◆ Exercise description: Below is a block of records; repeat all of them exactly.

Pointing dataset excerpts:
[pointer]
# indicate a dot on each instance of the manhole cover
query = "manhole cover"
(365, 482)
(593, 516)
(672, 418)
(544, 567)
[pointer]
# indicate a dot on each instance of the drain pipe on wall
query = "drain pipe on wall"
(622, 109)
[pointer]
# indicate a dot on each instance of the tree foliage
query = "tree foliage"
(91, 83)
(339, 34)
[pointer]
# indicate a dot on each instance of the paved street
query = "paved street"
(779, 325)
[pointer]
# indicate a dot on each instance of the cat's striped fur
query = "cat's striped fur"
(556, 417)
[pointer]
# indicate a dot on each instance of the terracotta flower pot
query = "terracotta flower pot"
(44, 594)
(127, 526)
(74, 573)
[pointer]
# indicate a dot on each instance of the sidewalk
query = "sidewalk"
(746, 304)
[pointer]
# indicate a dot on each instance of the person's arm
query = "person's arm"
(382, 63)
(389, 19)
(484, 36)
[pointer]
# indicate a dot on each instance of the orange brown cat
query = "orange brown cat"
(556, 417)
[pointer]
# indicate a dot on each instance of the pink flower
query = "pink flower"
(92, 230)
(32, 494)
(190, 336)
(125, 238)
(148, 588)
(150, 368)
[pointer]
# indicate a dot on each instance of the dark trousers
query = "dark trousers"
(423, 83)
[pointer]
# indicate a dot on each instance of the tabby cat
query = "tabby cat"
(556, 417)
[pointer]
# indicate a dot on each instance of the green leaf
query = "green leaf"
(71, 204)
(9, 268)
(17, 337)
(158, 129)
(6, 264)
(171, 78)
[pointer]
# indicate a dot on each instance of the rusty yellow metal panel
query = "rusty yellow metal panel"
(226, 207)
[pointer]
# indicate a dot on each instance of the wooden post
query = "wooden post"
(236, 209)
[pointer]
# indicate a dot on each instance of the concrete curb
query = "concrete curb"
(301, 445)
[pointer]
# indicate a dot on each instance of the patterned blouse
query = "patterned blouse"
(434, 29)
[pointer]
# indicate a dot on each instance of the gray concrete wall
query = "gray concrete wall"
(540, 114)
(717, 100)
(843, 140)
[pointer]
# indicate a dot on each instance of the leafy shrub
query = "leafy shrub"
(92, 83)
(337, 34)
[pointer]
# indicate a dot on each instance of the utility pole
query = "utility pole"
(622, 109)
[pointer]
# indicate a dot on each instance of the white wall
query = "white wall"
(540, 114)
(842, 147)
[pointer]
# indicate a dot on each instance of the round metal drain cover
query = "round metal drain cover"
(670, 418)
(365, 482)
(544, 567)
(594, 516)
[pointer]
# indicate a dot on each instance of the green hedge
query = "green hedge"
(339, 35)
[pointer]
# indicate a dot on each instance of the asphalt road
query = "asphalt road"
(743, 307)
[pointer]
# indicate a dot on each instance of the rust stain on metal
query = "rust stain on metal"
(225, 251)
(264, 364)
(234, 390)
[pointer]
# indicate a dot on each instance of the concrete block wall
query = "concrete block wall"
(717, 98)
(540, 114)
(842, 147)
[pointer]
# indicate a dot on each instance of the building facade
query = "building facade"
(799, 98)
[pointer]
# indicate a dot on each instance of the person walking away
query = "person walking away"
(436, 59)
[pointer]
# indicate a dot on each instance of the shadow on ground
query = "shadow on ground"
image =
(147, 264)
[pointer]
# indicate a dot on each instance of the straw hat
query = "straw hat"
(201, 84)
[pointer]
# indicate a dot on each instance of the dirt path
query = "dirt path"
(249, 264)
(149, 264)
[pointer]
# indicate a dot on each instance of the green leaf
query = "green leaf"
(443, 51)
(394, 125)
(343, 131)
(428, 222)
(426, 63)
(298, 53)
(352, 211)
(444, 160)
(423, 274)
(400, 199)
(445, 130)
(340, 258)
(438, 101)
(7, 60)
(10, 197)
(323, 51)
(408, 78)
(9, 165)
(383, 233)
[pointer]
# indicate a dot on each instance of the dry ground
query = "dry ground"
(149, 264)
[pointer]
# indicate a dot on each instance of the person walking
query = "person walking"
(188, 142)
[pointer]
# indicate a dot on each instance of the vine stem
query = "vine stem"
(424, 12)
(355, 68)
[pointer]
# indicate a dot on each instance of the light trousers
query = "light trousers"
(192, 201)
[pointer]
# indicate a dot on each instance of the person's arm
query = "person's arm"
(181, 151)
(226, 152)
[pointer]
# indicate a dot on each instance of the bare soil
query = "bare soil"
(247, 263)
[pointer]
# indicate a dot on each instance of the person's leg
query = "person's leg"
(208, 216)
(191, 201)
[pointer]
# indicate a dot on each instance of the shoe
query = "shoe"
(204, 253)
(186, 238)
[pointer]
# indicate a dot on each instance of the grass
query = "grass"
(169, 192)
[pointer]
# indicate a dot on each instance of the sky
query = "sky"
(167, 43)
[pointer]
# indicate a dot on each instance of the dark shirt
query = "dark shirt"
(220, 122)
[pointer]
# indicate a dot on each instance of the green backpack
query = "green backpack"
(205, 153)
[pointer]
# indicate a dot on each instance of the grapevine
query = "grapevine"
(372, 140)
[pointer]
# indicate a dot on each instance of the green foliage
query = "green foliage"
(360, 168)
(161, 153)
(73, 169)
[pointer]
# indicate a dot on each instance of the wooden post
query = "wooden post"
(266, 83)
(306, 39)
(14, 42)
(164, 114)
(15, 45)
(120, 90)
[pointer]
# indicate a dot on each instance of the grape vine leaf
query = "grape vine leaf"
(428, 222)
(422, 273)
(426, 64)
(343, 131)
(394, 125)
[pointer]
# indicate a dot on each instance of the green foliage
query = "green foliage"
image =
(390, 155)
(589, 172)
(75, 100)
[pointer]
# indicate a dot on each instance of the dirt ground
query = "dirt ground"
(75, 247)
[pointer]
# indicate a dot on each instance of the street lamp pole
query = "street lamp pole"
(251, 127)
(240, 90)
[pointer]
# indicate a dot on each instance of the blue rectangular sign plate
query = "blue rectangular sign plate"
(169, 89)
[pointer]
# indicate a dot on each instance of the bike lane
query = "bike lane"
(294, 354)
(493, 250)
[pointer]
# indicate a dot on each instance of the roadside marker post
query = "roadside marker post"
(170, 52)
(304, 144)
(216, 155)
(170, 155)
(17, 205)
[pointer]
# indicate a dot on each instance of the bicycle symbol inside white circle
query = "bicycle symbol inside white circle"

◆ The reply:
[pointer]
# indicate a dot on each instance of the manhole cover
query = "manhole cover"
(365, 482)
(593, 516)
(672, 418)
(544, 567)
[pointer]
# indicate a dot on each instance of the drain pipe on wall
query = "drain pipe on wall"
(622, 109)
[pointer]
# indicate a dot on each instance of the tree foliage
query = "tree foliage"
(91, 83)
(339, 34)
[pointer]
# indicate a dot on each instance of the paved street
query = "paved street"
(779, 325)
[pointer]
# indicate a dot on each instance of the cat's striped fur
query = "cat's striped fur"
(556, 417)
[pointer]
# indicate a dot on each instance of the terracotta flower pot
query = "terracotta flower pot"
(44, 594)
(127, 526)
(74, 573)
[pointer]
# indicate a dot on each instance of the sidewalk
query = "sidewalk"
(746, 304)
[pointer]
# indicate a dot on each instance of the person's arm
query = "person's arm"
(382, 63)
(389, 19)
(484, 36)
[pointer]
# indicate a dot on each instance of the orange brown cat
query = "orange brown cat"
(556, 417)
[pointer]
# indicate a dot on each instance of the pink flower
query = "pink flower"
(92, 230)
(32, 494)
(190, 336)
(125, 238)
(148, 588)
(150, 368)
[pointer]
# indicate a dot on each instance of the dark trousers
query = "dark trousers"
(423, 83)
[pointer]
# indicate a dot on each instance of the tabby cat
query = "tabby cat"
(556, 417)
[pointer]
# indicate a dot on each instance of the green leaf
query = "green leaf"
(71, 204)
(9, 268)
(17, 337)
(158, 129)
(6, 264)
(171, 78)
[pointer]
# indicate a dot on each instance of the rusty yellow metal panel
query = "rusty yellow metal panel"
(226, 207)
[pointer]
# indicate a dot on each instance of the wooden post
query = "wooden post"
(236, 209)
[pointer]
# indicate a dot on each instance of the concrete curb
query = "concrete curb"
(301, 445)
[pointer]
# indicate a dot on each instance of the patterned blouse
query = "patterned blouse"
(434, 29)
[pointer]
# indicate a dot on each instance of the gray concrete wall
query = "gray concrete wall"
(540, 114)
(717, 100)
(843, 140)
[pointer]
# indicate a dot on each instance of the leafy shrub
query = "leafy shrub"
(92, 83)
(337, 34)
[pointer]
# indicate a dot on each instance of the utility pole
query = "utility pole"
(622, 109)
[pointer]
# indicate a dot on each instance of the white wall
query = "white wall"
(540, 114)
(842, 147)
[pointer]
# indicate a dot on each instance of the round metal drain cover
query = "round metal drain cover"
(670, 418)
(365, 482)
(544, 567)
(594, 516)
[pointer]
# indicate a dot on each instance of the green hedge
query = "green hedge"
(339, 35)
[pointer]
# indicate a dot on each instance of the asphalt road
query = "asphalt road"
(743, 307)
[pointer]
# indicate a dot on each instance of the rust stain on metal
query = "rust stain on metal"
(225, 251)
(264, 364)
(234, 390)
[pointer]
# indicate a dot on each instance of the concrete block wall
query = "concrete block wall"
(717, 98)
(540, 114)
(842, 147)
[pointer]
# indicate a dot on each instance of the building facade
query = "building facade"
(799, 98)
[pointer]
# indicate a dot on each instance of the person walking away
query = "person walking away"
(436, 59)
[pointer]
# indicate a dot on each instance of the shadow on ground
query = "shadow on ground"
image =
(147, 264)
[pointer]
# indicate a dot on each instance of the straw hat
query = "straw hat"
(201, 84)
[pointer]
# indicate a dot on each instance of the dirt path
query = "dirt path"
(249, 264)
(149, 264)
[pointer]
# indicate a dot on each instance of the green leaf
query = "green leaf"
(443, 51)
(394, 125)
(343, 131)
(428, 222)
(426, 63)
(298, 53)
(352, 211)
(444, 160)
(423, 274)
(400, 199)
(445, 130)
(340, 258)
(438, 101)
(7, 60)
(10, 197)
(323, 51)
(408, 78)
(9, 165)
(383, 233)
[pointer]
# indicate a dot on each instance of the dry ground
query = "dry ground"
(149, 264)
[pointer]
# indicate a dot on each instance of the person walking
query = "person walking"
(188, 142)
[pointer]
# indicate a dot on each instance of the vine stem
query = "vine stem"
(424, 12)
(355, 68)
[pointer]
# indicate a dot on each instance of the light trousers
query = "light trousers"
(192, 201)
[pointer]
# indicate a dot on each instance of the person's arm
query = "person's arm"
(181, 151)
(226, 152)
[pointer]
# indicate a dot on each instance of the bare soil
query = "bare soil"
(247, 263)
[pointer]
# indicate a dot on each instance of the person's leg
query = "person's leg"
(208, 216)
(191, 201)
[pointer]
# indicate a dot on each instance of the shoe
query = "shoe"
(204, 253)
(186, 238)
[pointer]
# indicate a dot on each instance of the grass
query = "grass"
(169, 192)
[pointer]
# indicate a dot on each instance of the sky
query = "sky"
(167, 43)
[pointer]
# indicate a dot on each instance of the dark shirt
query = "dark shirt"
(220, 122)
[pointer]
# indicate a dot on each instance of the green backpack
query = "green backpack"
(205, 153)
[pointer]
# indicate a dot on each instance of the grapevine
query = "grapevine"
(372, 140)
[pointer]
# indicate a dot on each instance of the green foliage
query = "green foliage"
(360, 168)
(161, 153)
(73, 169)
[pointer]
# indicate a dot on each instance of the wooden post
query = "wooden post"
(266, 83)
(306, 39)
(14, 42)
(164, 114)
(15, 45)
(120, 90)
[pointer]
# indicate a dot on each instance of the grape vine leaf
query = "grape vine leaf"
(428, 222)
(422, 273)
(426, 64)
(343, 131)
(394, 125)
[pointer]
# indicate a dot on each instance of the green foliage
query = "green foliage"
image =
(390, 155)
(589, 172)
(75, 100)
[pointer]
# indicate a dot on each instance of the dirt ground
query = "dirt ground"
(75, 247)
[pointer]
# indicate a dot on each instance of the street lamp pole
query = "street lamp pole"
(251, 127)
(240, 90)
[pointer]
# indicate a dot on each instance of the blue rectangular sign plate
query = "blue rectangular sign plate"
(169, 89)
[pointer]
# indicate a dot on each instance of the bike lane
query = "bike lane"
(294, 354)
(493, 250)
[pointer]
# indicate a dot on each instance of the roadside marker post
query = "roadside marker post"
(170, 52)
(304, 144)
(216, 155)
(170, 155)
(17, 205)
[pointer]
# indicate a dot on each instance of the bicycle symbol inside white circle
query = "bicycle symbol inside white circle"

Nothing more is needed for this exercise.